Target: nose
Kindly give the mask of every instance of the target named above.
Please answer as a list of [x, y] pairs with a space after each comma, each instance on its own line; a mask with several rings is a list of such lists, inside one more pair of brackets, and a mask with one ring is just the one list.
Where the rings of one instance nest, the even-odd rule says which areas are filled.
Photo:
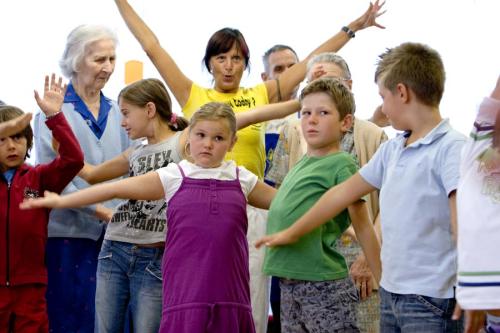
[[111, 60], [106, 60], [102, 66], [102, 70], [106, 73], [113, 73], [115, 64]]
[[318, 117], [316, 116], [316, 114], [314, 112], [309, 115], [309, 117], [307, 119], [307, 122], [309, 124], [316, 124], [316, 123], [318, 123]]
[[212, 139], [209, 137], [205, 137], [205, 139], [203, 140], [203, 147], [206, 149], [212, 149], [213, 147]]
[[7, 149], [14, 149], [14, 140], [12, 138], [5, 138], [4, 145]]

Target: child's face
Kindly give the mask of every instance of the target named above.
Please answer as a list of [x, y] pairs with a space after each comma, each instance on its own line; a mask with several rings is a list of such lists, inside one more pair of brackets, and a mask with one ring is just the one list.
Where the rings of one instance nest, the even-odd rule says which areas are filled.
[[378, 93], [382, 98], [382, 113], [387, 116], [391, 126], [397, 130], [405, 130], [402, 126], [401, 104], [395, 92], [387, 89], [381, 80], [377, 81]]
[[149, 136], [151, 124], [147, 107], [139, 107], [120, 98], [120, 110], [122, 112], [121, 126], [131, 139]]
[[227, 120], [199, 120], [189, 131], [189, 150], [194, 163], [216, 168], [236, 143]]
[[27, 140], [21, 134], [0, 138], [0, 170], [17, 168], [24, 163], [26, 157]]
[[342, 134], [352, 126], [352, 115], [341, 120], [329, 95], [312, 93], [302, 99], [301, 125], [308, 154], [323, 156], [338, 150]]

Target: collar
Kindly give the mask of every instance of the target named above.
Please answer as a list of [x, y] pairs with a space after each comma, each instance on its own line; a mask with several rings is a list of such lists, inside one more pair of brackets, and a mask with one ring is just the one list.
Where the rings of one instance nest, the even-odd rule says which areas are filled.
[[[434, 127], [429, 133], [427, 133], [423, 138], [418, 139], [417, 141], [413, 142], [411, 145], [408, 147], [418, 147], [421, 145], [430, 145], [434, 141], [438, 140], [441, 138], [443, 135], [448, 133], [451, 130], [451, 125], [450, 125], [450, 120], [448, 118], [441, 120], [439, 124], [437, 124], [436, 127]], [[411, 131], [405, 131], [401, 134], [398, 134], [398, 136], [401, 138], [401, 141], [404, 142], [406, 139], [410, 136]], [[407, 147], [407, 148], [408, 148]]]

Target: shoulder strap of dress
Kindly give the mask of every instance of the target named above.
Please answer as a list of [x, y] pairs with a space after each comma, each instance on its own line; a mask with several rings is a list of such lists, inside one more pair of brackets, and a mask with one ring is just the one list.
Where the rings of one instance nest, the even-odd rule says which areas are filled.
[[240, 168], [238, 166], [236, 166], [236, 180], [240, 180]]
[[181, 172], [182, 178], [186, 178], [186, 175], [184, 174], [184, 170], [182, 170], [181, 166], [177, 163], [177, 167], [179, 168], [179, 171]]

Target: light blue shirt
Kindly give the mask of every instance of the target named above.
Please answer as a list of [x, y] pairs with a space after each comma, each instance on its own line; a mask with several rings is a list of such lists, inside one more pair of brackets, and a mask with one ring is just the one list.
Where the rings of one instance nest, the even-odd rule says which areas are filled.
[[[130, 145], [127, 133], [121, 127], [121, 112], [119, 106], [106, 99], [110, 105], [107, 123], [101, 137], [94, 134], [86, 119], [75, 109], [73, 102], [65, 102], [62, 112], [66, 117], [80, 147], [85, 162], [98, 165], [121, 154]], [[56, 157], [52, 149], [52, 133], [45, 125], [45, 115], [38, 112], [35, 115], [34, 132], [36, 147], [36, 164], [47, 163]], [[87, 188], [89, 184], [80, 177], [75, 177], [64, 189], [63, 194], [69, 194]], [[114, 208], [119, 201], [105, 203], [108, 208]], [[102, 235], [104, 224], [95, 217], [95, 205], [72, 208], [53, 209], [49, 216], [49, 237], [87, 238], [97, 240]]]
[[457, 188], [466, 138], [448, 120], [405, 147], [409, 134], [382, 144], [360, 170], [380, 189], [380, 285], [397, 294], [450, 298], [457, 258], [448, 195]]

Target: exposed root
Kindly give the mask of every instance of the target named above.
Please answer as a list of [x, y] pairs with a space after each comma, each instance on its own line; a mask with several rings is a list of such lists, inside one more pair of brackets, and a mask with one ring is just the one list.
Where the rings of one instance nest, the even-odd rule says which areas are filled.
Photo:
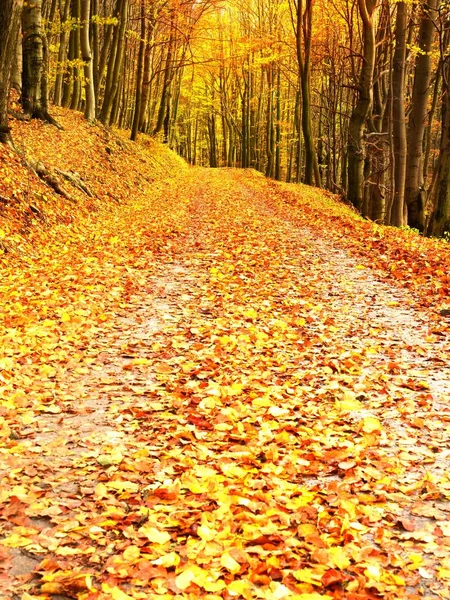
[[53, 173], [51, 173], [47, 167], [39, 162], [30, 162], [25, 159], [26, 166], [31, 169], [36, 175], [42, 179], [49, 187], [51, 187], [57, 194], [63, 196], [67, 200], [71, 202], [76, 202], [76, 200], [62, 187], [61, 182]]
[[[27, 114], [27, 113], [25, 113], [25, 114]], [[58, 123], [58, 121], [56, 119], [54, 119], [46, 110], [43, 110], [43, 109], [36, 110], [34, 113], [31, 114], [31, 118], [32, 119], [40, 119], [44, 123], [49, 123], [50, 125], [53, 125], [60, 131], [64, 131], [64, 127], [62, 125], [60, 125]]]
[[76, 171], [62, 171], [61, 169], [57, 168], [55, 168], [55, 171], [59, 173], [59, 175], [64, 177], [64, 179], [67, 179], [67, 181], [69, 181], [73, 185], [73, 187], [84, 192], [87, 196], [89, 196], [89, 198], [94, 198], [94, 194], [85, 184], [79, 173], [77, 173]]

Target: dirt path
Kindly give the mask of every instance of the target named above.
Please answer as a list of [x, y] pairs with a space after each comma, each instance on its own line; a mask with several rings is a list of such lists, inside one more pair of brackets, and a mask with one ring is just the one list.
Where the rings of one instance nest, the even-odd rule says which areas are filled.
[[180, 189], [2, 455], [3, 597], [450, 598], [449, 340], [264, 179]]

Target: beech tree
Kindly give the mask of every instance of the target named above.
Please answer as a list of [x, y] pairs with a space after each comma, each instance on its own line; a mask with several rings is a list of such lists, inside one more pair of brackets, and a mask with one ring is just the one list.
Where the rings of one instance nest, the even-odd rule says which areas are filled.
[[358, 0], [362, 24], [362, 49], [357, 97], [348, 126], [348, 199], [361, 209], [364, 199], [364, 128], [373, 101], [375, 69], [375, 0]]
[[46, 41], [42, 0], [25, 2], [22, 11], [22, 107], [30, 117], [53, 121], [48, 114]]
[[423, 231], [425, 226], [423, 145], [432, 75], [431, 50], [436, 34], [435, 20], [438, 4], [439, 0], [428, 0], [420, 8], [418, 52], [415, 59], [411, 112], [408, 121], [405, 201], [408, 207], [408, 224], [420, 231]]
[[22, 0], [0, 3], [0, 142], [9, 142], [8, 99], [12, 63], [19, 31]]

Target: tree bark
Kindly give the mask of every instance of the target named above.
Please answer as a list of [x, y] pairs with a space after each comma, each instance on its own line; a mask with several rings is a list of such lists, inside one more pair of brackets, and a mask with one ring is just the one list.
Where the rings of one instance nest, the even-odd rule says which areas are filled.
[[100, 111], [100, 121], [104, 125], [110, 125], [111, 113], [119, 91], [119, 81], [122, 71], [123, 56], [125, 50], [125, 31], [128, 21], [128, 0], [118, 0], [119, 25], [113, 36], [111, 53], [108, 61], [108, 74], [106, 78], [105, 96]]
[[348, 199], [361, 210], [364, 198], [364, 126], [372, 106], [373, 73], [375, 67], [375, 30], [373, 13], [375, 0], [358, 0], [362, 20], [362, 65], [358, 81], [357, 99], [348, 127]]
[[75, 28], [72, 30], [73, 33], [73, 58], [75, 59], [75, 65], [72, 68], [73, 82], [72, 82], [72, 98], [70, 100], [70, 108], [72, 110], [78, 110], [80, 108], [81, 101], [81, 77], [79, 60], [81, 58], [81, 0], [72, 0], [72, 18], [75, 21]]
[[[23, 0], [20, 0], [20, 4], [23, 4]], [[19, 95], [22, 94], [22, 65], [22, 31], [20, 27], [17, 27], [17, 42], [15, 45], [14, 59], [12, 64], [11, 87], [13, 87], [19, 93]]]
[[84, 63], [84, 92], [86, 104], [84, 116], [88, 121], [95, 121], [95, 89], [94, 69], [92, 64], [91, 45], [89, 41], [90, 0], [81, 0], [81, 56]]
[[42, 97], [44, 30], [41, 11], [42, 0], [32, 0], [23, 7], [22, 105], [26, 114], [46, 120], [47, 98]]
[[320, 172], [314, 147], [311, 119], [311, 41], [312, 10], [314, 0], [306, 0], [303, 13], [302, 0], [296, 3], [295, 40], [302, 102], [302, 132], [305, 142], [305, 183], [320, 187]]
[[450, 57], [446, 49], [450, 41], [450, 23], [446, 21], [441, 47], [442, 125], [436, 184], [433, 189], [433, 212], [427, 234], [442, 237], [450, 234]]
[[405, 225], [405, 176], [406, 176], [406, 118], [405, 118], [405, 67], [406, 67], [406, 18], [407, 5], [397, 3], [395, 22], [395, 51], [392, 74], [393, 93], [393, 142], [394, 142], [394, 201], [390, 225]]
[[137, 138], [139, 130], [139, 123], [141, 120], [141, 104], [142, 104], [142, 83], [144, 76], [144, 53], [145, 53], [145, 33], [146, 33], [146, 22], [145, 22], [145, 0], [141, 0], [141, 39], [139, 40], [139, 53], [138, 62], [136, 69], [136, 95], [134, 101], [134, 116], [133, 125], [131, 128], [131, 139], [133, 141]]
[[66, 22], [69, 18], [70, 0], [64, 1], [64, 8], [60, 10], [59, 18], [61, 21], [61, 33], [59, 34], [58, 62], [55, 81], [54, 103], [59, 106], [62, 103], [63, 81], [64, 81], [64, 63], [67, 56], [67, 28]]
[[21, 10], [22, 0], [2, 0], [0, 3], [0, 142], [3, 143], [11, 141], [8, 99]]
[[430, 52], [435, 33], [434, 20], [438, 3], [439, 0], [428, 0], [428, 3], [422, 6], [419, 52], [415, 62], [411, 112], [408, 121], [405, 201], [408, 206], [408, 225], [419, 231], [423, 231], [425, 218], [422, 156], [432, 72]]

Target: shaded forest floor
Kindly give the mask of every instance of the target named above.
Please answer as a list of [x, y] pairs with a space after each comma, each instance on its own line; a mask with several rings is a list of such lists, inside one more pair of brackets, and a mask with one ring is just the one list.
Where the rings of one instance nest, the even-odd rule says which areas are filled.
[[450, 598], [448, 245], [59, 118], [92, 197], [0, 149], [0, 595]]

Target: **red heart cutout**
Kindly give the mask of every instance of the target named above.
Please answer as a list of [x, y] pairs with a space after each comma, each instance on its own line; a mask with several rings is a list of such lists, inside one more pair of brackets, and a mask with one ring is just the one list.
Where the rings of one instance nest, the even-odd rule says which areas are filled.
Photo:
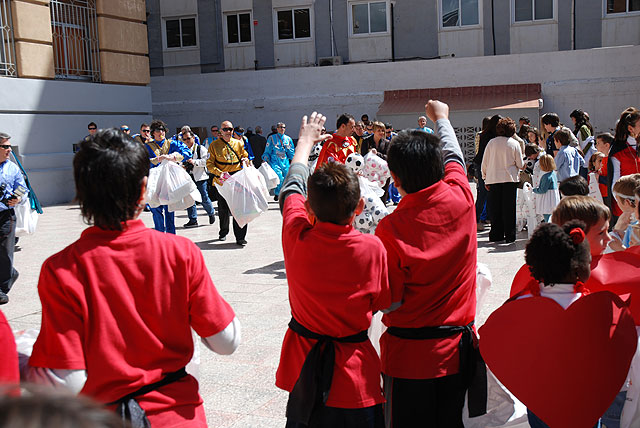
[[638, 337], [626, 304], [599, 292], [566, 310], [547, 297], [505, 303], [480, 328], [487, 366], [551, 428], [591, 428], [624, 383]]

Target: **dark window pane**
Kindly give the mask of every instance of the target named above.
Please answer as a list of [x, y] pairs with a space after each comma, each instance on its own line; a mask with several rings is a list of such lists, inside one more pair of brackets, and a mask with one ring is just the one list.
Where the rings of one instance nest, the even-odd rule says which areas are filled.
[[366, 4], [354, 4], [351, 7], [353, 19], [353, 34], [367, 34], [369, 32], [369, 6]]
[[296, 9], [293, 11], [293, 13], [296, 20], [296, 39], [311, 37], [309, 9]]
[[240, 41], [251, 41], [251, 16], [248, 13], [241, 13], [238, 15], [240, 19]]
[[629, 12], [637, 12], [640, 10], [640, 0], [629, 0]]
[[462, 0], [462, 25], [478, 25], [478, 0]]
[[516, 0], [516, 22], [519, 21], [532, 21], [533, 10], [531, 8], [532, 0]]
[[607, 0], [607, 13], [626, 12], [627, 0]]
[[293, 39], [293, 14], [290, 10], [278, 12], [278, 39]]
[[179, 48], [180, 47], [180, 21], [177, 19], [171, 19], [166, 21], [167, 28], [167, 47]]
[[369, 5], [371, 13], [371, 32], [384, 33], [387, 31], [387, 4], [375, 2]]
[[182, 20], [182, 47], [196, 45], [196, 19]]
[[553, 18], [553, 0], [535, 0], [536, 19]]
[[458, 25], [458, 0], [442, 0], [442, 26]]
[[228, 43], [238, 43], [237, 15], [227, 15], [227, 41]]

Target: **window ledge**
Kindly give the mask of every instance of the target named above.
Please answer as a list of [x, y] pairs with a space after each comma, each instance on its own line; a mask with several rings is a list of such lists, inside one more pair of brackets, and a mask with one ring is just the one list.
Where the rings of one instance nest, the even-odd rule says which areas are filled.
[[549, 25], [549, 24], [557, 24], [557, 19], [536, 19], [533, 21], [517, 21], [512, 22], [512, 27], [529, 27], [532, 25]]
[[164, 48], [162, 51], [163, 52], [193, 52], [193, 51], [199, 51], [200, 47], [199, 46], [189, 46], [187, 48]]
[[284, 39], [284, 40], [276, 39], [275, 44], [276, 45], [289, 45], [289, 44], [309, 43], [309, 42], [313, 42], [313, 37], [309, 37], [309, 38], [305, 38], [305, 39]]
[[445, 33], [449, 31], [469, 31], [469, 30], [482, 30], [481, 24], [474, 25], [456, 25], [455, 27], [440, 27], [440, 31]]
[[639, 16], [640, 11], [634, 10], [633, 12], [605, 13], [603, 19], [637, 18]]
[[372, 37], [390, 37], [391, 32], [379, 32], [379, 33], [366, 33], [366, 34], [349, 34], [349, 37], [352, 39], [369, 39]]

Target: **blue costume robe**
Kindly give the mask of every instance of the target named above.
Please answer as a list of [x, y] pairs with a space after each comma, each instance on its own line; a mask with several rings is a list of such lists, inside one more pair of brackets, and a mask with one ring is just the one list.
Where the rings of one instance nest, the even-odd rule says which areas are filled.
[[289, 162], [293, 159], [294, 151], [293, 140], [288, 135], [273, 134], [267, 139], [262, 160], [267, 162], [280, 178], [280, 184], [274, 190], [276, 196], [280, 194], [282, 182], [289, 172]]

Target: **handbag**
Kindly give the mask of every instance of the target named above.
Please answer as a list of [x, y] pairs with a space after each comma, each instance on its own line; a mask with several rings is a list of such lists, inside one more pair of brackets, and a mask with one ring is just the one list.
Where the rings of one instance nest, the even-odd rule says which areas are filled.
[[28, 199], [25, 199], [15, 207], [16, 214], [16, 236], [32, 235], [38, 225], [38, 211], [31, 208]]

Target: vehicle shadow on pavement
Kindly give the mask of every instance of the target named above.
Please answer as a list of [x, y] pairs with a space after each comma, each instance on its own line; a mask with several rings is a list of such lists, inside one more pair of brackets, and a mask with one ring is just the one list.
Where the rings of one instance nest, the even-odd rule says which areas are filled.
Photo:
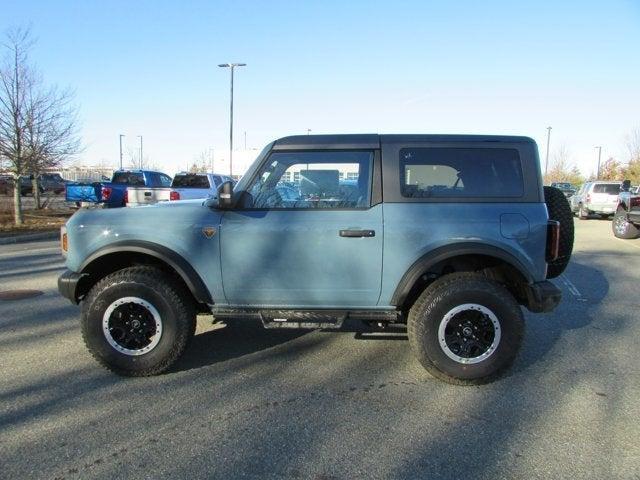
[[[586, 294], [580, 293], [574, 285], [584, 280], [589, 285]], [[552, 313], [527, 316], [525, 340], [513, 373], [545, 358], [564, 331], [589, 326], [609, 292], [609, 282], [601, 270], [575, 261], [553, 282], [562, 290], [562, 301]]]
[[193, 337], [182, 358], [167, 373], [205, 367], [287, 343], [312, 330], [265, 329], [255, 320], [230, 320]]

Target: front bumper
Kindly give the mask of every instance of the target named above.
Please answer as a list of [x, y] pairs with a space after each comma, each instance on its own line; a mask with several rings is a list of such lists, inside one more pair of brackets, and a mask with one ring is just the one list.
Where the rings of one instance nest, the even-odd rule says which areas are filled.
[[526, 293], [526, 307], [533, 313], [551, 312], [562, 300], [562, 292], [549, 280], [527, 285]]
[[60, 295], [65, 298], [68, 298], [71, 303], [78, 303], [78, 298], [76, 297], [76, 289], [78, 287], [78, 282], [84, 277], [85, 274], [72, 272], [71, 270], [65, 270], [62, 275], [58, 277], [58, 291]]

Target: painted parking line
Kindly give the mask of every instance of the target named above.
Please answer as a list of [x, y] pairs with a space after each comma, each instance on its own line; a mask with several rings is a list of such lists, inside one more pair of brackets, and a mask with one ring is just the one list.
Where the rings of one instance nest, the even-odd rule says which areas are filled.
[[560, 281], [564, 283], [564, 285], [567, 287], [567, 290], [569, 290], [569, 293], [571, 293], [571, 295], [573, 295], [576, 300], [578, 300], [579, 302], [587, 301], [587, 299], [582, 296], [582, 293], [580, 293], [580, 290], [578, 290], [578, 287], [576, 287], [564, 273], [560, 275]]

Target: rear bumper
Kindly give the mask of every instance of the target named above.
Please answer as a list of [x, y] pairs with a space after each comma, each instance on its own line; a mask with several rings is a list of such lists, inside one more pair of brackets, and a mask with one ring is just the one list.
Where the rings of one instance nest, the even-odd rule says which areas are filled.
[[526, 293], [526, 307], [534, 313], [551, 312], [562, 300], [562, 292], [549, 280], [527, 285]]
[[616, 213], [615, 203], [585, 203], [584, 208], [593, 213], [605, 213], [607, 215]]
[[78, 282], [84, 276], [82, 273], [72, 272], [71, 270], [65, 270], [62, 275], [58, 277], [58, 292], [65, 298], [68, 298], [71, 303], [78, 303], [76, 297], [76, 289]]

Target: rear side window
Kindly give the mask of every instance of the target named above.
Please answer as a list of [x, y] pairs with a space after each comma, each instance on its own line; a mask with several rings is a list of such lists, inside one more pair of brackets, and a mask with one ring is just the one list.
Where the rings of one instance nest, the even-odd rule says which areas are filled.
[[617, 183], [596, 183], [593, 186], [593, 193], [618, 195], [620, 193], [620, 185], [618, 185]]
[[521, 197], [518, 151], [511, 148], [403, 148], [403, 197]]
[[111, 183], [124, 185], [144, 186], [144, 176], [142, 172], [116, 172], [113, 174]]
[[173, 177], [173, 188], [209, 188], [206, 175], [176, 175]]

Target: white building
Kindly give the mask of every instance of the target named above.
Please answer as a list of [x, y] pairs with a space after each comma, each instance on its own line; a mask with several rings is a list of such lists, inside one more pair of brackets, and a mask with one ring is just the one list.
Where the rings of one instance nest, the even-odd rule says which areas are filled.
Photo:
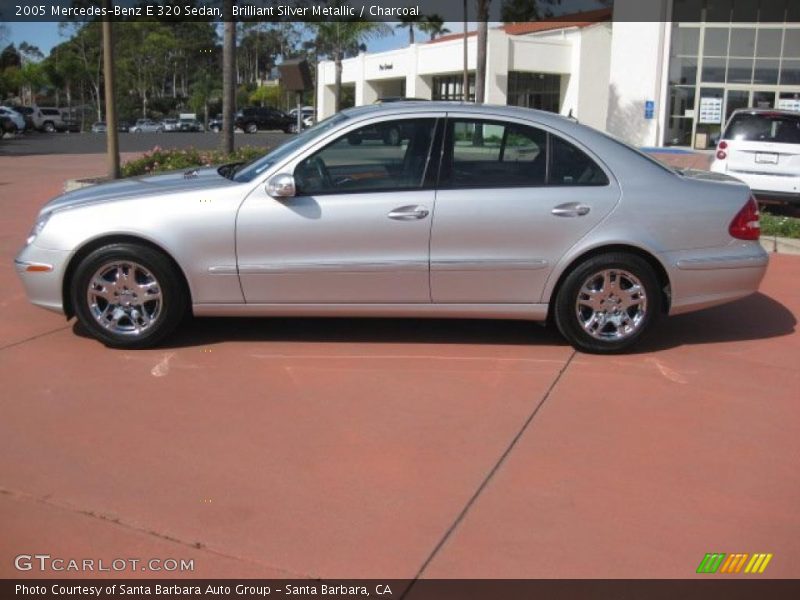
[[[486, 102], [572, 114], [641, 146], [713, 145], [735, 108], [800, 110], [800, 1], [761, 4], [616, 0], [613, 19], [603, 9], [490, 28]], [[474, 97], [474, 32], [467, 42]], [[356, 105], [462, 100], [463, 64], [456, 33], [346, 59], [342, 84]], [[320, 117], [334, 112], [334, 81], [321, 62]]]

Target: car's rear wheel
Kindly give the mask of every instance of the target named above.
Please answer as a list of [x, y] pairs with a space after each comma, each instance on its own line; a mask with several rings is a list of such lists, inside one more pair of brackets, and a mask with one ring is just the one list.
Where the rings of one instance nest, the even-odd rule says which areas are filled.
[[92, 336], [114, 348], [158, 344], [183, 319], [187, 297], [171, 261], [147, 246], [109, 244], [86, 256], [72, 278], [72, 306]]
[[661, 313], [658, 277], [633, 254], [594, 256], [567, 275], [553, 308], [558, 330], [578, 350], [622, 352]]
[[55, 133], [56, 132], [56, 126], [51, 121], [45, 122], [45, 124], [42, 126], [42, 128], [47, 133]]
[[258, 132], [258, 125], [255, 123], [248, 123], [244, 127], [245, 133], [257, 133]]

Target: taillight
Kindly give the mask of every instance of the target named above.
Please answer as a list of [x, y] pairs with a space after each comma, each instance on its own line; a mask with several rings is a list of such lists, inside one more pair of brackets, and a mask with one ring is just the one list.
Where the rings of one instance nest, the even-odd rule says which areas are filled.
[[758, 202], [750, 196], [736, 216], [733, 217], [728, 233], [737, 240], [757, 240], [761, 235], [761, 226], [758, 223]]
[[722, 140], [717, 146], [717, 158], [719, 160], [725, 160], [726, 158], [728, 158], [728, 154], [725, 152], [727, 148], [728, 148], [728, 142]]

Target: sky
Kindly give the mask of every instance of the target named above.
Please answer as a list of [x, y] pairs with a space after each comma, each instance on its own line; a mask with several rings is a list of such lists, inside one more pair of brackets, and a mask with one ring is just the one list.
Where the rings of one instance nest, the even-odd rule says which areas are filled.
[[[2, 46], [13, 43], [19, 46], [22, 42], [28, 42], [47, 55], [53, 46], [65, 41], [59, 35], [58, 23], [6, 23], [7, 35], [5, 40], [2, 41]], [[445, 23], [445, 27], [451, 31], [461, 31], [461, 23]], [[428, 36], [420, 32], [415, 33], [417, 41], [424, 41]], [[401, 48], [408, 44], [408, 30], [393, 30], [392, 35], [385, 38], [373, 40], [368, 44], [370, 52], [382, 52], [384, 50], [392, 50], [394, 48]]]

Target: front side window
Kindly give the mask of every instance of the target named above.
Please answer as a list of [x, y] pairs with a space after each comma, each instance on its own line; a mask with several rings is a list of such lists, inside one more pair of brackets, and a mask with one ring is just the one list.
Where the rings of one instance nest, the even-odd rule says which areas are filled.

▶ **TO DO**: Count the lines of the entries above that contain the word "bumper" and give only the number.

▶ **TASK RESULT**: 2